The request:
Rewrite all the entries below as a two-column CSV with the header text,answer and one row per entry. Put the entry's text in one quoted field and its answer in the other, replacing any line breaks with spaces.
****
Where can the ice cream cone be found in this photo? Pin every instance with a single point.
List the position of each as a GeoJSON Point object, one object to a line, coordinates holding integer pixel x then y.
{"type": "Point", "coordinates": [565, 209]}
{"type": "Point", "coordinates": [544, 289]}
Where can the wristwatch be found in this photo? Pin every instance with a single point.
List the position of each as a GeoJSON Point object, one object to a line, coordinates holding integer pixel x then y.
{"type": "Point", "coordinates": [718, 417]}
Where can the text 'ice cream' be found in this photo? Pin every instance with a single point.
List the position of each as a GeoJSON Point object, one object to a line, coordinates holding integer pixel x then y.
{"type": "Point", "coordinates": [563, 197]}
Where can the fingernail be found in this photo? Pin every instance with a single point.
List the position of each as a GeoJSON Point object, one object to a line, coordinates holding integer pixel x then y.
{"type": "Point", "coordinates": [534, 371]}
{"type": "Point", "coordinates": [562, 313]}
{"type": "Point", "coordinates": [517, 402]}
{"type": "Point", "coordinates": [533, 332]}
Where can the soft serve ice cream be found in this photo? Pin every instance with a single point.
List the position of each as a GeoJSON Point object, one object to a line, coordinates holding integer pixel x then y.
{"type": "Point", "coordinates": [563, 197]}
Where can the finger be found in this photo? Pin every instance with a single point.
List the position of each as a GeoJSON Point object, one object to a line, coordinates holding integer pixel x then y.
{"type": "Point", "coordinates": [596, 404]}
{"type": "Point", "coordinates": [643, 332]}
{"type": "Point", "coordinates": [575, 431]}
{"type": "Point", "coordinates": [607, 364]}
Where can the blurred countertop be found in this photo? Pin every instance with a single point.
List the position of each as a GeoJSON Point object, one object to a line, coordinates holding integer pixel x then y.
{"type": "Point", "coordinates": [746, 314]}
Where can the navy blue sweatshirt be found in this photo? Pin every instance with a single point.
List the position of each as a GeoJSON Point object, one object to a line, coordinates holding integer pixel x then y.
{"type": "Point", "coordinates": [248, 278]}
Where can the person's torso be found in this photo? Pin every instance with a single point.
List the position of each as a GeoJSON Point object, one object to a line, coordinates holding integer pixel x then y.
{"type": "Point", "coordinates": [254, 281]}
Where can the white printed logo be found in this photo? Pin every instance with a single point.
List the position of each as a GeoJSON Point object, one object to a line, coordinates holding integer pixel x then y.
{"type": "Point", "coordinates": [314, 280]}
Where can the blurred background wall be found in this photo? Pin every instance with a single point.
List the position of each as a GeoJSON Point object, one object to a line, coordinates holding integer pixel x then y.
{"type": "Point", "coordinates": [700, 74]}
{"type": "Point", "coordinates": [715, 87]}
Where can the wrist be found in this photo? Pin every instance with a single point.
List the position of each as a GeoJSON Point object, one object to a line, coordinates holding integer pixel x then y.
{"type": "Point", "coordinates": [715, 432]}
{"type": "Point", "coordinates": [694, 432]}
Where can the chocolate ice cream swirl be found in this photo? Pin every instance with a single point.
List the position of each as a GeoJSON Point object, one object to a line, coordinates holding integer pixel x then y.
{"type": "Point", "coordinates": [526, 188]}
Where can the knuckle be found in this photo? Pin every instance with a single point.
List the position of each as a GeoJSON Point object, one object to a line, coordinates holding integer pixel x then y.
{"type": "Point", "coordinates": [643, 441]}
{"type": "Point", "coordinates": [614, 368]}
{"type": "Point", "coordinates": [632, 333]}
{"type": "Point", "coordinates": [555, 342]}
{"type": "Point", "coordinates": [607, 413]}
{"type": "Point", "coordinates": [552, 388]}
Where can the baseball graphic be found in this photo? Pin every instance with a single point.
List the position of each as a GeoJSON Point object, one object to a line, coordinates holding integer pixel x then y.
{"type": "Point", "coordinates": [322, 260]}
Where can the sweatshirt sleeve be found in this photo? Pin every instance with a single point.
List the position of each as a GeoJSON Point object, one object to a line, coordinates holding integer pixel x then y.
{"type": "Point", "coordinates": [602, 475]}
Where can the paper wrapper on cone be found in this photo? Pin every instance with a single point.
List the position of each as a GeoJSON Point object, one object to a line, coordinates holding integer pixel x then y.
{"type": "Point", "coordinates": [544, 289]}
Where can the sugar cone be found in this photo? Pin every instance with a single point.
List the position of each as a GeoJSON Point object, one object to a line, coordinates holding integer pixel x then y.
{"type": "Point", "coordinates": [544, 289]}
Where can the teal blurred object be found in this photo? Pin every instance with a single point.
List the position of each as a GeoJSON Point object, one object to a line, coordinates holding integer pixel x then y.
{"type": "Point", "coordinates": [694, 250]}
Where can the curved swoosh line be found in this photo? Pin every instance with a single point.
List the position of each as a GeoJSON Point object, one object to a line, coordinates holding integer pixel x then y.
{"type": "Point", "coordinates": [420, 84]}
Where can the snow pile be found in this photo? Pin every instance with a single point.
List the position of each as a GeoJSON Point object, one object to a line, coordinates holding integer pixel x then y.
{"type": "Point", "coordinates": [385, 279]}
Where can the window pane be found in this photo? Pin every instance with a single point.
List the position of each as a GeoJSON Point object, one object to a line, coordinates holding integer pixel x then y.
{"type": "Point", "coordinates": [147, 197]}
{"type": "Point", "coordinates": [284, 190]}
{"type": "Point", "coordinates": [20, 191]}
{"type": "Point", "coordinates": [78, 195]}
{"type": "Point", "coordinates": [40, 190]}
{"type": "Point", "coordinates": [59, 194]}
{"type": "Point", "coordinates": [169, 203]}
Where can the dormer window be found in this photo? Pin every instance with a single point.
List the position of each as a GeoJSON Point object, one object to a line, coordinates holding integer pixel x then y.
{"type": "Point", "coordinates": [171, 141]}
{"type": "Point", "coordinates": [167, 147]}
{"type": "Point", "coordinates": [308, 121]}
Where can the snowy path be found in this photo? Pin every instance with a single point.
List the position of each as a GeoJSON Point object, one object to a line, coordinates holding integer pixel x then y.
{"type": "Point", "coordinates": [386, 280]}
****
Full answer:
text,answer
"Where can the ice cream cone be found in this photo? Pin every instance with a single point. List the position of each as a GeoJSON Point object, one object to a line, coordinates holding integer pixel x then y.","{""type"": ""Point"", ""coordinates"": [565, 209]} {""type"": ""Point"", ""coordinates"": [544, 289]}"
"Where can the wristwatch be found in this photo? Pin every instance with a single point. List the position of each as a GeoJSON Point object, one object to a line, coordinates holding integer pixel x then y.","{""type"": ""Point"", ""coordinates"": [718, 417]}"
"Where can the text 'ice cream' be found in this photo? Pin every instance with a single point. List the position of each as a GeoJSON Point object, one object to a line, coordinates holding integer pixel x then y.","{""type"": ""Point"", ""coordinates"": [563, 197]}"
"Where can the fingernail be found in this photo? Pin every instance with a single point. List the position of each as a GeoJSON Point object, one object to a line, coordinates holding integer pixel x then y.","{""type"": ""Point"", ""coordinates"": [534, 371]} {""type"": ""Point"", ""coordinates"": [562, 313]} {""type"": ""Point"", ""coordinates"": [517, 402]} {""type"": ""Point"", ""coordinates"": [533, 332]}"
"Where can the soft serve ice cream be found in this photo? Pin every instance with a single point. List the position of each as a GeoJSON Point object, one object to a line, coordinates holding integer pixel x then y.","{""type"": ""Point"", ""coordinates"": [563, 197]}"
"Where can the finger be found in this photo? Pin every instance with a single point. List the position of each as a GeoJSON Point object, one object to a line, coordinates holding integer pixel x then y.","{""type"": ""Point"", ""coordinates"": [596, 404]} {""type"": ""Point"", ""coordinates"": [643, 332]} {""type"": ""Point"", ""coordinates"": [575, 431]} {""type"": ""Point"", ""coordinates"": [607, 364]}"
"Where can the blurred countertop be found in this photo? Pin every instance with a single point. List the position of each as a GeoJSON Point object, one object to a line, coordinates holding integer pixel x then y.","{""type"": ""Point"", ""coordinates"": [746, 314]}"
"Where can the navy blue sweatshirt be found in this photo? Pin every instance with a single point. List the position of each as a GeoJSON Point object, one object to a line, coordinates holding integer pixel x then y.","{""type"": ""Point"", ""coordinates"": [248, 278]}"
"Where can the person's torso be found in this photo? Pin every instance with a single point. List the position of each as a GeoJSON Point object, one object to a line, coordinates holding integer pixel x then y.","{""type"": ""Point"", ""coordinates"": [254, 281]}"
"Where can the white printed logo be found in this photo? Pin every instance with a single point. List the position of each as a GeoJSON Point object, one object to a line, coordinates holding integer pixel x then y.","{""type"": ""Point"", ""coordinates"": [314, 280]}"
"Where can the blurred background wall be found in this photo? Pin every instance with a single point. List the position of each as a GeoJSON Point object, one object to a line, coordinates holding integer pixel x then y.","{""type"": ""Point"", ""coordinates"": [700, 74]} {""type"": ""Point"", ""coordinates"": [715, 87]}"
"Where can the wrist be found in this photo? Pin every instance with a single point. List the position of each as a GeoJSON Point object, one object to a line, coordinates holding integer pixel x then y.","{""type"": ""Point"", ""coordinates"": [715, 432]} {""type"": ""Point"", ""coordinates"": [694, 432]}"
"Where can the chocolate ice cream swirl be found in this photo? Pin every instance with a single point. List the position of each as a GeoJSON Point object, one object to a line, coordinates holding integer pixel x then y.","{""type"": ""Point"", ""coordinates"": [526, 188]}"
"Where can the knuckle be found in this photo? Pin every instance with a single point. List the position of each as a GeoJSON Point object, one object to a line, coordinates holding integer pixel x then y.","{""type"": ""Point"", ""coordinates"": [643, 441]} {""type"": ""Point"", ""coordinates"": [614, 368]} {""type"": ""Point"", ""coordinates"": [632, 333]} {""type"": ""Point"", ""coordinates"": [555, 342]} {""type"": ""Point"", ""coordinates"": [607, 413]} {""type"": ""Point"", ""coordinates"": [552, 388]}"
"Where can the baseball graphic be found in this photo? Pin every instance with a single point. List the position of each as a GeoJSON Point object, one object to a line, coordinates holding integer pixel x then y.","{""type"": ""Point"", ""coordinates"": [322, 260]}"
"Where can the sweatshirt sleeve be found in this photo? Pin every instance with a single point. List the position of each as a GeoJSON Point object, one object to a line, coordinates holding integer pixel x then y.","{""type"": ""Point"", ""coordinates"": [602, 475]}"
"Where can the paper wrapper on cone be found in this photo? Pin every instance with a single point. List the position of each as a GeoJSON Point object, one object to a line, coordinates holding integer pixel x then y.","{""type"": ""Point"", ""coordinates"": [544, 289]}"
"Where can the sugar cone be found in this photo? Pin every instance with a single point. List the position of each as a GeoJSON Point object, one object to a line, coordinates holding integer pixel x then y.","{""type"": ""Point"", ""coordinates"": [544, 289]}"
"Where can the teal blurred object be found in this photo? Pin every instance with a single point. List the position of each as a GeoJSON Point object, one object to a line, coordinates holding integer pixel x then y.","{""type"": ""Point"", ""coordinates"": [694, 250]}"
"Where can the curved swoosh line be found in this photo? Pin every instance with a single point. List the position of each as a GeoJSON Point object, one object to a line, coordinates holding integer pixel x then y.","{""type"": ""Point"", ""coordinates"": [420, 84]}"
"Where can the snow pile be found in this photo? Pin every instance with a single point. List the position of each as a GeoJSON Point object, one object to a line, coordinates holding integer pixel x then y.","{""type"": ""Point"", ""coordinates"": [385, 279]}"
"Where can the window pane be found in this photo? Pin every instance with a single point. List the position of each as a GeoJSON Point object, one object to a line, coordinates holding integer pixel x then y.","{""type"": ""Point"", ""coordinates"": [147, 197]} {""type"": ""Point"", ""coordinates"": [284, 190]} {""type"": ""Point"", ""coordinates"": [20, 191]} {""type"": ""Point"", ""coordinates"": [78, 195]} {""type"": ""Point"", ""coordinates"": [40, 190]} {""type"": ""Point"", ""coordinates"": [59, 194]} {""type"": ""Point"", ""coordinates"": [169, 203]}"
"Where can the dormer window be found in this photo? Pin every instance with a single point. List the position of each as a GeoJSON Point object, one object to a line, coordinates holding integer pixel x then y.","{""type"": ""Point"", ""coordinates"": [171, 141]} {""type"": ""Point"", ""coordinates"": [167, 147]} {""type"": ""Point"", ""coordinates"": [308, 121]}"
"Where can the snowy path be found in this photo? Pin every instance with a single point. List the position of each as a GeoJSON Point object, one object to a line, coordinates holding integer pixel x then y.","{""type"": ""Point"", ""coordinates"": [386, 280]}"